◆ About this exercise
Please reproduce all the data exactly as written and omit the pictures.
Records for the exercise section start
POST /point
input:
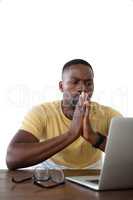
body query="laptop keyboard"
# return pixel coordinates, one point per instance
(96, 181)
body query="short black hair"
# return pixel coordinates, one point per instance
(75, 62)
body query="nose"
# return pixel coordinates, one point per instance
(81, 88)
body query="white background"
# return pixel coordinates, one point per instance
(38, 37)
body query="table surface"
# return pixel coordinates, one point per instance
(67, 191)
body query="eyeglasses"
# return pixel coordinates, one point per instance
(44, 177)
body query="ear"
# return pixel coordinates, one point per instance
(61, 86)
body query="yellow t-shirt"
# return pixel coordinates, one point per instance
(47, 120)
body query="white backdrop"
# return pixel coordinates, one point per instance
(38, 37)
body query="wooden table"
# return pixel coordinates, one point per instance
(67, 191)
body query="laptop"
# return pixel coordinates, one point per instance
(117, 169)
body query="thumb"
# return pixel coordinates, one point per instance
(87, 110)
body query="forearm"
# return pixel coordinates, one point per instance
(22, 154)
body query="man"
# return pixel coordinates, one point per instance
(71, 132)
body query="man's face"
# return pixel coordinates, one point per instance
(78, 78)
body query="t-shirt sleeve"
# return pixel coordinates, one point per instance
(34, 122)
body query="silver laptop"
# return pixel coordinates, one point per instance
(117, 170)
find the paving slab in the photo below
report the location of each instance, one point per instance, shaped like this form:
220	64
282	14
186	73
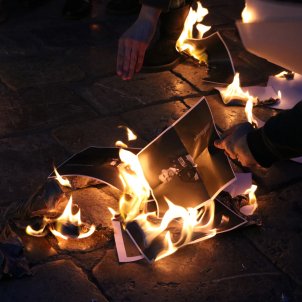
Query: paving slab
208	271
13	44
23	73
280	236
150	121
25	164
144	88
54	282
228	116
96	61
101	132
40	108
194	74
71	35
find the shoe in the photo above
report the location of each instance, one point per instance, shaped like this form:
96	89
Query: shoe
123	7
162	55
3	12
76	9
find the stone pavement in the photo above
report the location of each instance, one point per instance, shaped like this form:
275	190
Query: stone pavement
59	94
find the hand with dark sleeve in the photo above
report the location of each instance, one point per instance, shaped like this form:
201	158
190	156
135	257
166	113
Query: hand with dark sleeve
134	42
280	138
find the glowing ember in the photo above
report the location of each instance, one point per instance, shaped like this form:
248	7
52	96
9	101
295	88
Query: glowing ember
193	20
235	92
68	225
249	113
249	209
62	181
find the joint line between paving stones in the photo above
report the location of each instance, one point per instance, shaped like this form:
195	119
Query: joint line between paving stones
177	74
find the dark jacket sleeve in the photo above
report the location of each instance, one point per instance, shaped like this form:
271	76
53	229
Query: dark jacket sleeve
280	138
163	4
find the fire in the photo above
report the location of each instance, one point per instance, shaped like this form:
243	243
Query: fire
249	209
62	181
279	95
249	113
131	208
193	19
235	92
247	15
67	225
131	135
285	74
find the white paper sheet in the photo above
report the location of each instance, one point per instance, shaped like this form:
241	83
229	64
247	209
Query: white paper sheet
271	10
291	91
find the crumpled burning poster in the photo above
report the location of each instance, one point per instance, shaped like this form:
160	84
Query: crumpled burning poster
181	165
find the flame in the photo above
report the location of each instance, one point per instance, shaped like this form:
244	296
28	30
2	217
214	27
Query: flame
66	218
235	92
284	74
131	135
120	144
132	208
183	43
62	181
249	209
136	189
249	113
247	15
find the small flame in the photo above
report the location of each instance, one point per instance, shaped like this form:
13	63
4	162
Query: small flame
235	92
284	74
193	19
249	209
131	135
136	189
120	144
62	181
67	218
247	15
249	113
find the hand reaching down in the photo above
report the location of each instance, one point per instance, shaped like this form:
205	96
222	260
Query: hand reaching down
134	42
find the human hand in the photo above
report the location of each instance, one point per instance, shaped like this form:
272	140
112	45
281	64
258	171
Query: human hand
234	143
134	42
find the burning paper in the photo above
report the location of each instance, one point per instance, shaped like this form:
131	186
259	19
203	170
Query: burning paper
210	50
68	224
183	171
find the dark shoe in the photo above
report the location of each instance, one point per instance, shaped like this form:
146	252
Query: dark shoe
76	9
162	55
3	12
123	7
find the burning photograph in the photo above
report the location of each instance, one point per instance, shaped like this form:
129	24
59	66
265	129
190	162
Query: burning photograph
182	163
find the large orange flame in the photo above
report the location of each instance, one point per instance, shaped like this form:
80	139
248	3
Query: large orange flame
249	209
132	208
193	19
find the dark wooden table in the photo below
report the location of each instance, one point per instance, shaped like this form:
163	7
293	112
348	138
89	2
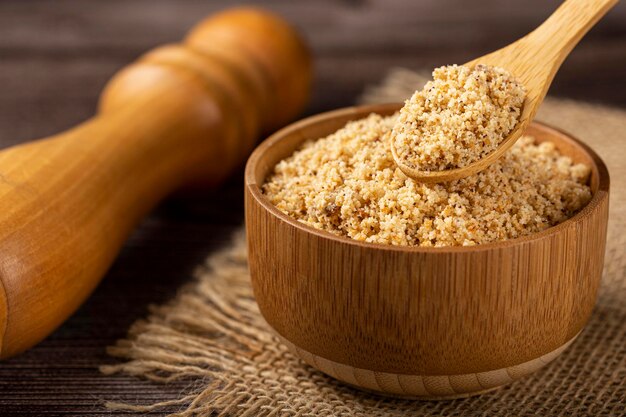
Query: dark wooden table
Records for the exercise section end
◆ Your response
POST /point
input:
body query="laptop keyboard"
# return pixel coordinates, one point per instance
(96, 181)
body query="short black hair"
# return pixel coordinates, one point per instance
(75, 62)
body query="nose"
# return pixel coordinates, one point per instance
(81, 88)
body query="white background"
# return pixel coordinates, one point per instance
(38, 37)
body query="table surface"
# return pixel coordinates, one point per instance
(67, 191)
body query="eyeglasses"
# return pixel coordinates, one point per instance
(44, 177)
body query="ear"
# return pixel coordinates, one point per instance
(61, 86)
body query="yellow t-shirt"
# return pixel coordinates, one point per instance
(47, 120)
body query="white backdrop"
# return pixel coordinates, one point per instance
(38, 37)
body query="wooden table"
# return pixel coordinates, one point per instance
(67, 191)
body query="laptop"
# return pixel coordinates, one point per instance
(117, 169)
body query="thumb"
# return pixel coordinates, one point per instance
(87, 110)
body query="forearm"
# return pixel coordinates, one point per instance
(22, 154)
body query="man"
# return pixel coordinates, one point per instance
(71, 132)
body query="man's face"
# return pixel coordinates, one point per instance
(78, 78)
body query="t-shirt sleeve"
# return pixel coordinates, one point per instance
(34, 122)
body query="silver laptop"
# return pixel coordinates, one point per instance
(117, 170)
find the paving slab in the photo below
report the location of each instance, one point per instance, shaped like this form:
220	64
282	14
186	73
Query: paving slab
208	271
13	44
23	73
280	236
150	121
25	164
144	88
54	282
228	116
96	61
101	132
40	108
194	74
71	35
find the shoe in the photo above
report the location of each instance, one point per instance, shaped like this form:
96	89
Query: shoe
123	7
162	55
3	12
76	9
find the stone pavement in the photo above
report the location of each instance, one point per instance, shaped like this form:
275	190
Query: stone pavement
59	94
find the hand with dark sleeve in the photo above
report the location of each instance, one point per instance, shaped like this form:
201	158
190	156
135	257
166	113
Query: hand with dark sleeve
134	42
280	138
find the glowing ember in the photo above
report the location of each instance, one point per instance, shaped like this form:
248	7
52	96
9	101
295	88
Query: glowing ember
193	20
235	92
68	225
249	113
249	209
62	181
find the joint line between paving stones in the photo above
report the location of each instance, one point per instance, shaped like this form:
195	119
Query: joint line between paving stones
177	74
find the dark jacket sleeve in the photo above
report the location of each instance, one point per instance, shaped like this form:
271	76
53	229
Query: dark jacket sleeve
280	138
163	4
find the fire in the photo above
report the location of each instance, one point per instance, shaped like this form:
243	243
Query: fire
249	209
62	181
279	95
249	113
131	208
193	19
235	92
247	15
67	225
131	135
285	74
find the white paper sheet in the photo above
report the location of each instance, one point per instance, shaped like this form:
241	83
229	64
247	209
Query: white paper sheet
271	10
291	91
find the crumpled burning poster in the photo above
report the location of each instance, one point per instance, shaped like this form:
160	84
Query: crumpled burning poster
181	165
find the flame in the photo above
report the location of each instance, one point per instance, shaped like this form:
244	296
28	30
2	217
214	27
Query: flame
66	218
235	92
284	74
131	135
120	144
132	208
183	43
62	181
249	209
136	189
249	113
247	15
find the small flame in the photo above
report the location of each instance, one point per instance, shaped like this form:
13	63
4	162
Query: small flame
235	92
284	74
193	19
249	209
131	135
136	189
120	144
62	181
67	218
247	15
249	113
find the hand reaching down in the photo above
report the location of each instance, one point per instance, shaped like this form:
205	96
222	260
Query: hand reaching down
134	42
find the human hand in the photo above
report the location of each instance, one point per instance, shaped like this form:
272	140
112	45
281	64
258	171
Query: human hand
234	143
134	42
find the burning paper in the photo above
report the location of each instance, one point per instance, shaped like this form:
131	186
259	19
203	170
Query: burning paper
210	50
68	224
183	171
find the dark shoe in the photo above
report the location of each instance, one point per instance, shaped like this form:
146	252
Query: dark shoe
76	9
162	55
3	12
123	7
find the burning photograph in the photo above
report the location of each instance, one point per instance, shaped like this form:
129	24
59	66
265	129
190	162
Query: burning photograph
182	163
find the large orange flame in the photo above
report the location of each instance, one point per instance, shaped like this form:
80	139
248	3
Query: large orange flame
249	209
132	208
193	19
find the dark wooden table in the photo below
report the location of each instance, one point per instance, shaped like this form:
163	7
293	112
348	138
89	2
Query: dark wooden table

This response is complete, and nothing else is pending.